** Extract to read **
########
All our fellow citizens are requesting is to be privy to the same right we have in the ability to legally profess and commit love to one another. I hate that anyone is asking for something that should be rightfully theirs; they are contributing people same as anyone else in this state (and country) so why should they need the whole of our state to weigh in on their right to marriage when they don’t get asked to do the same for us? Are people even aware of what excluding them from this means beyond the show of love and care for another person? There are over 1,100 rights that married couples are privy to that unmarried or civil union couples are not, which include rights to see a sick partner or child in the hospital, leaving property and children to spouses in the event of a death, even tax breaks. These are things that no couple should be denied because they happen to love someone of their own sex or because a majority of a society sees it as “abnormal” or “not right”. I don’t get what makes me or any other heterosexual so much different (i.e. better) that we are just gifted those privileges because our hearts speed up more for the opposite sex.
########
** Given data **
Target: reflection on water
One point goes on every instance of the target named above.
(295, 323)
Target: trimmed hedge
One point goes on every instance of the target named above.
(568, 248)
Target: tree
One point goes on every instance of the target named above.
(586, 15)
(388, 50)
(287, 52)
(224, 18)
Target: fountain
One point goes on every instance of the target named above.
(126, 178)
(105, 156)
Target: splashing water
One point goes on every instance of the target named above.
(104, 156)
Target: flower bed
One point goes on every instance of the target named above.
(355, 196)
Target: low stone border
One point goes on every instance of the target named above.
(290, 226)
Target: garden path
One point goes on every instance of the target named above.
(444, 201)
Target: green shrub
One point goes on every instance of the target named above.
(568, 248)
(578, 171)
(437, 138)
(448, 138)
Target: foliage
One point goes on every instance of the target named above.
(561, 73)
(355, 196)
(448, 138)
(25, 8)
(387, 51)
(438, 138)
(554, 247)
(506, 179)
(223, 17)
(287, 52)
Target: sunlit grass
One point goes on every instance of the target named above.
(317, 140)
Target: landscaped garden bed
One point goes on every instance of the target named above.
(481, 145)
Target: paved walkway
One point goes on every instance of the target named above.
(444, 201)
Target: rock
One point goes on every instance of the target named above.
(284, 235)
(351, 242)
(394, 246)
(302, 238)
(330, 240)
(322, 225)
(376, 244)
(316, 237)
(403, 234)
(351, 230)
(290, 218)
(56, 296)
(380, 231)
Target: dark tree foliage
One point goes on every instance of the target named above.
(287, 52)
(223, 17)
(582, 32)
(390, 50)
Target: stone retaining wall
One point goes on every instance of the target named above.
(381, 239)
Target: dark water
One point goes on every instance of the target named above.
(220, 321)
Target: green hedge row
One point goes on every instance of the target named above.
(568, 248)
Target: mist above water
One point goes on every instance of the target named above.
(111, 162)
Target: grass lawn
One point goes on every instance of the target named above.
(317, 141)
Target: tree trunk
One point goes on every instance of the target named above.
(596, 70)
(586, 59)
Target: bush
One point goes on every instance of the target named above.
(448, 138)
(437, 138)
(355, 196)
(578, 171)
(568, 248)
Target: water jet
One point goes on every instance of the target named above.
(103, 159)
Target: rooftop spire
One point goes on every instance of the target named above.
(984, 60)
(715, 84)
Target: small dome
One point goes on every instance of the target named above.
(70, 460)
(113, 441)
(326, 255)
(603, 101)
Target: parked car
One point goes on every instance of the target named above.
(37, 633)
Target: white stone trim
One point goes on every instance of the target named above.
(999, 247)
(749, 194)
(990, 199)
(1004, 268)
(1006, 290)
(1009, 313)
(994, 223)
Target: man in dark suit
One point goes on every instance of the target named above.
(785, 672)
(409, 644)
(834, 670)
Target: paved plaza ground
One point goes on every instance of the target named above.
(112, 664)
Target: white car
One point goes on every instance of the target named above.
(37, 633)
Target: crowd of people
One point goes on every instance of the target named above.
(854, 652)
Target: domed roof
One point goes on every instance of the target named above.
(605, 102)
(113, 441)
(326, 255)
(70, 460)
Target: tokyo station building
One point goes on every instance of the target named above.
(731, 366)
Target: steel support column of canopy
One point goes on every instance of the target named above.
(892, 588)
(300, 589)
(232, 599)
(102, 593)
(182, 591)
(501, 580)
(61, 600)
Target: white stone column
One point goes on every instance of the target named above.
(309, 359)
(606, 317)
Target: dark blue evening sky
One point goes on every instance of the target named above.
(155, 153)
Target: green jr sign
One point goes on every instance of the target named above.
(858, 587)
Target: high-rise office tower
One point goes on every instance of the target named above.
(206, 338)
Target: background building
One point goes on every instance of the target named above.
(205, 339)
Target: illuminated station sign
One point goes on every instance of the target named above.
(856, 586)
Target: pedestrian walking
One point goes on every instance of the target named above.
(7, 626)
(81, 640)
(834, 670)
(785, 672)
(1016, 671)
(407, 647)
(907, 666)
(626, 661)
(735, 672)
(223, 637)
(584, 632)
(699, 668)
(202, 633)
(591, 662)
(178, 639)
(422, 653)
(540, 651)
########
** Aim of the task **
Extend the text on marriage rights for same-sex couples, starting right after its final sentence. The listing has nothing to do with the text on marriage rights.

** Written answer **
I know it’s an old and possibly tired argument but wouldn’t you be absolutely enraged if you found the person that completes you, that you love with all your heart and couldn’t imagine spending anything less than forever with only to be told, “No you can’t marry that person.”? You would be gutted and positively angry, so why would you choose to fill another person with that same hurt? As a human race we have an alliance to one another to be supporting and kind and and amendment like this goes against that with all its might.

Have we learned nothing from ‘Moulin Rouge’? As Ewan McGregor tells us, “The greatest thing you’ll ever learn is just to love and be loved in return.” Love is this great conquest we all set out to find in life and when we do it is natural to want to shout that on mountain tops, or TVs, or in simple services were we bind ourselves to another person for life (or as long as the relationship is healthy and filled with that feeling cause I am not advocating for the whole ‘you only marry once so make it work because divorce is out of the question’ thing). It’s not natural however to want to limit that feeling of joy and happiness from others.

In fact it is mind-blowing to me how this is still something up for debate in the year 2012. We have defied the idea of class-ism with people of high “standing” marrying someone of a lower “standing”, we have moved on from outlawing inter-racial marriage (granted that was only in 1967, really America?), so why are we hung up on people of the same-sex/gender marring each other? These things are just details that make up the people but don’t define them by any means, especially not any that qualify them to be loving individuals who want to dedicate themselves to life with another. We can’t help who we love, and we shouldn’t have to.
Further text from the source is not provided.